### Görevin amacı
Aşağıdaki dua konulu metne göre Ebû'l-Kâsım el-Kuşeyrî, İsra 52'de geçen duayı hangi mânaya bağlar?

1 Aralık 2010 Çarşamba

HADİS-İ ŞERİFLER... KONU: DUA

H A D İ S - İ    Ş E R İ F L E R
KONU: DUA
     DUA BÖLÜMÜ
     UMUMİ AÇIKLAMA


     Dua Arapça´da, çağırmak, davet etmek, rağbet göstermek, yardım taleb etmek, ismen çağırmak (tesmiye) mânalarına gelir. İbadete de dua denmiştir.
     Ebû´l-Kâsım el-Kuşeyrî şu açıklamayı yapar: "Dua Kur´an´da muhtelif mânalarda gelmiştir.
1- İbâdet: "Sana fayda da zarar da vermeyecek Allah´tan başkasına dua (ibadet) etme" (Yunus 106).
2- İstiğâse (yardım talebi): "Allah´tan başka güvendiklerinizi de yardıma çağırın" (Bakara 23).
3- Nidâ: "Sizi çağırdığı gün, O´na hamdederek davetine uyarsınız" (İsra 52).
4- Senâ: "De ki: "Gerek Allah deyin, gerek Rahmân deyin, hangisini derseniz deyin en güzel isimler O´nundur" (İsra 110).Keza Rabbiniz; "Bana dua edin ki size icabet edeyim" dedi" (Gâfir 60).

     Cumhur, duâyı ibadetin bir şubesi olarak görmüş ve "Dua ibadetin en büyüğüdür" demiştir. Nitekim hadiste de: "Dua ibadetin tâ kendisi" veya "Dua ibadetin özü (iliği)" olarak tavsif edilmiştir.
     Resûlullah (aleyhissalâtu vesselâm) pek çok hadislerinde mü´minleri dua etmeye teşvik eder:
"Allah indinde duadan daha kıymetli bir şey yoktur."
"Allah, kendinden istemeyene gadab eder."
"Allah´ın fazlından isteyin, zira Allah istenmesini sever."

### Gösterilen bilgiler
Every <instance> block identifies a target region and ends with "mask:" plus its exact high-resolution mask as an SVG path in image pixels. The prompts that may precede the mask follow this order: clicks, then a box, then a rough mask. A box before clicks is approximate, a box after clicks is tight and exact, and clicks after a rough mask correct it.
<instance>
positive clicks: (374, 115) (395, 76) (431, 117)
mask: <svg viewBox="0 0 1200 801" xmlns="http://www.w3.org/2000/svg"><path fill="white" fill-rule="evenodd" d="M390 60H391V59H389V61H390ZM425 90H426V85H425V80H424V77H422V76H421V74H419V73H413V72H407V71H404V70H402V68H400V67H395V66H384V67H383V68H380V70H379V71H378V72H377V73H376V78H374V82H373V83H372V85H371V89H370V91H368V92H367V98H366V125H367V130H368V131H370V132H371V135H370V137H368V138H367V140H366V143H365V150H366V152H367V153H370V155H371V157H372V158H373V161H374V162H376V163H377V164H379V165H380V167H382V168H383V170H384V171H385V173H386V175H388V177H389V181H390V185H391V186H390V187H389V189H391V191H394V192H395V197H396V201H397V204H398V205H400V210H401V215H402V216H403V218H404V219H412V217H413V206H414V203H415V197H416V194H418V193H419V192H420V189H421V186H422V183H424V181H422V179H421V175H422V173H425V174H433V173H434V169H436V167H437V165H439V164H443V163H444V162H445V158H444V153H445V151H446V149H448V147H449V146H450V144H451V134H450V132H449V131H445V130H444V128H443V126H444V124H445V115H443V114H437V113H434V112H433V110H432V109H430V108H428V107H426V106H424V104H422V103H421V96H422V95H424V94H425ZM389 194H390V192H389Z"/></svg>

### Alıştırmanın çözümü
Nidâ mânasına bağlar.